PAGE EXTRACT:
Jem And The Holograms gets a bizarre, cut-rate adaptation
Made on the cheap, the live-action adaptation of the popular ’80s cartoon Jem And The Holograms often resembles a mockbuster of itself, perhaps titled Jam And The Horoglams and distributed directly to gas stations. Applying the style (or lack thereof) of his earlier Justin Bieber: Never Say Never to marginally more fictional material, director Jon M. Chu shrouds pop singer Jem—formerly a record company executive, now a mystery-solving suburban teen with a robot sidekick—behind celebrity testimonials and scads of non-original footage, most of it sourced from YouTube videos. Factor in a plot that involves wills, contracts, and a futuristic technology that is never actually shown, as well as a setting of generic real-estate catalog interiors and suspiciously small concert venues, and the result begins to look a bit like the Hasbro equivalent of Atlas Shrugged, Part III. Its one saving grace is that Chu’s direction is so wildly inconsistent that it manages to produce a handful of genuinely gorgeous images alongside all of the cruddy ones.
Aubrey Peeples stars as 18-year-old Jerrica Benton, who performs tuneless imitations of pop music as her pink-haired alter-ego, Jem. In the animated version, this transformation was accomplished with the help of holographic projectors concealed in star-shaped earrings; presumably for reasons of budget, the movie just has her put on a wig. Having become a global sensation on the strength of a viral video that features her glumly strumming an acoustic guitar in Aladdin Sane makeup, Jerrica travels to Los Angeles with her backing band, which consists of her sister and her aunt’s two foster daughters, and which, in true modern-day origin story fashion, isn’t called The Holograms until the last minute of the movie. They are there on the invitation of music mogul Erica Raymond (Juliette Lewis), who believes that keeping Jem’s true identity secret is the key to her mystique, despite the fact that almost everyone in Jem And The Holograms knows that she’s Jerrica.
Gaps of logic are not unwarranted in an adaptation of a Reagan-era cartoon originally produced by a toy company; however, that does not excuse the fact that Jem And The Holograms often looks like shit. Chu’s work on the Step Up movies helped revitalize the American dance film, but dance is just about the only thing he can direct, and Jem And The Holograms are not dancers. What viewers get is a nearly two-hour musical with a total of five musical numbers, paced with the excitement of someone looking for their keys, that consists in part of rushed, indifferent handheld close-ups, occasionally overlaid with motion-tracked pop-ups of social media text, and clips of YouTubers talking about the animated series. This air of apathy is made bizarre by the plotting, which starts with a daughter losing a father and ends with a son having his mother escorted away by security, and has Jerrica deciphering clues with the help of her bandmates and a bleep-bloopy ball-bot that responds to whistle commands.
The underlying idea of musicals is that song is an expression, but the generic music of Jem And The Holograms doesn’t come from anywhere, and with the exception of that ostensibly career-launching viral video, it never feels like it’s being sung or performed by the people on screen. It doesn’t help that the music is also boring. Chu, who produced the film with horror impresario Jason Blum and Justin Bieber manager Scooter Braun, reportedly opted for a low budget to ensure full creative control, but Jem shows absolutely no control and only the most fitful and frustrating sparks of unmotivated creativity. There is a beautiful scene here of the main characters swimming underwater in slow motion, lit by the flashing neon lights of the Santa Monica Pier’s Ferris wheel, and it seems to come from a completely different, more stylized universe—perhaps the one where Jem And The Holograms belong.

GIVEN RECORDS:
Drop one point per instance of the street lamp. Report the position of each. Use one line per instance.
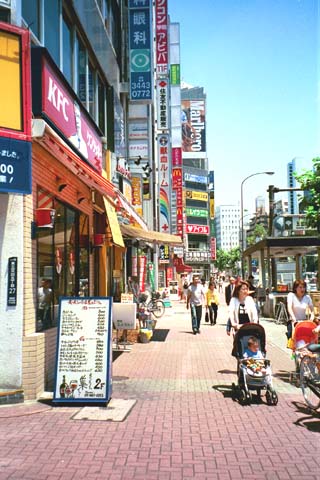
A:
(241, 213)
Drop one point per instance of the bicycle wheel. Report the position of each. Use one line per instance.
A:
(157, 308)
(309, 373)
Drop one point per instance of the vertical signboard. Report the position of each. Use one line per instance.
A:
(193, 126)
(140, 50)
(84, 350)
(161, 9)
(12, 282)
(164, 182)
(162, 104)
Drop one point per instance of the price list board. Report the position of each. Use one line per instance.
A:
(84, 350)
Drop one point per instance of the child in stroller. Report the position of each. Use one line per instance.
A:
(253, 369)
(304, 334)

THE TASK:
Answer these questions from the film review above.
1. In the movie, what does Jerrica do to become Jem?
2. How many musical numbers does the film contain?
3. What lights the underwater slow-motion scene?

ANSWER TO THIS PROBLEM:
1. She puts on a wig.
2. Five.
3. The flashing neon lights of the Santa Monica Pier's Ferris wheel.